— begin Records for the exercise —

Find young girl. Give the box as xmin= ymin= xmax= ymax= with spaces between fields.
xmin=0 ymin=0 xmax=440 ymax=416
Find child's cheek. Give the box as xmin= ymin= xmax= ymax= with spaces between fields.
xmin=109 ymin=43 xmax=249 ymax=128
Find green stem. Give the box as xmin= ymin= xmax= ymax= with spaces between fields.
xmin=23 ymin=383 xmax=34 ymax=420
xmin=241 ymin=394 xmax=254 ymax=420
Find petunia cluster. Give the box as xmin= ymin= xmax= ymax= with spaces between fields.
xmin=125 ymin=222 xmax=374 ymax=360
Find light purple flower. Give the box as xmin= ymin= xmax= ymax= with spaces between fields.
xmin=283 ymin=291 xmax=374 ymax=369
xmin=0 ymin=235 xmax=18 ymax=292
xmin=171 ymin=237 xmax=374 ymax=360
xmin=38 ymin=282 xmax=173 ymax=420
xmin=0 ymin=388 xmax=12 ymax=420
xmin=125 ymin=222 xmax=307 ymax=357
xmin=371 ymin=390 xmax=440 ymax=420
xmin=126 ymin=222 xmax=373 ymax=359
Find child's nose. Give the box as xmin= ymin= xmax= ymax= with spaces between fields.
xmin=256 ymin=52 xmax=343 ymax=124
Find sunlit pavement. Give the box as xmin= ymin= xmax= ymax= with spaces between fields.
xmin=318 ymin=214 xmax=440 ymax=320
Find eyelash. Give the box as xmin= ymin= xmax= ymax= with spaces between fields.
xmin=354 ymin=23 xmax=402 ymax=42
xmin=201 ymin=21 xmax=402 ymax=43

— end Records for the exercise —

**Exercise requirements:**
Transcribe all of the data above line for line, keeping every character and the original order unchanged.

**Finished task:**
Find young girl. Give the box as xmin= ymin= xmax= ymax= with spaces between fields.
xmin=0 ymin=0 xmax=440 ymax=416
Find child's cheek. Give the box as xmin= ymin= xmax= ymax= with spaces between fields.
xmin=109 ymin=43 xmax=249 ymax=128
Find green stem. Give the box as xmin= ymin= xmax= ymax= with spaces between fields.
xmin=23 ymin=383 xmax=34 ymax=420
xmin=241 ymin=394 xmax=254 ymax=420
Find petunia cluster. Give the box as xmin= ymin= xmax= ymax= with spaces between fields.
xmin=125 ymin=222 xmax=374 ymax=360
Find light purple flower. Give the box as xmin= ymin= xmax= ymax= with spaces between fields.
xmin=283 ymin=291 xmax=374 ymax=369
xmin=0 ymin=235 xmax=18 ymax=292
xmin=171 ymin=237 xmax=374 ymax=360
xmin=38 ymin=282 xmax=173 ymax=420
xmin=0 ymin=388 xmax=12 ymax=420
xmin=125 ymin=222 xmax=307 ymax=357
xmin=371 ymin=390 xmax=440 ymax=420
xmin=126 ymin=222 xmax=373 ymax=359
Find child's nose. Give the box as xmin= ymin= xmax= ymax= with spaces between fields.
xmin=256 ymin=52 xmax=343 ymax=124
Find sunlit pavement. Give the box as xmin= ymin= xmax= ymax= with spaces between fields.
xmin=318 ymin=214 xmax=440 ymax=320
Find eyelash. Give the box as xmin= ymin= xmax= ymax= with spaces between fields.
xmin=354 ymin=23 xmax=402 ymax=42
xmin=201 ymin=21 xmax=402 ymax=43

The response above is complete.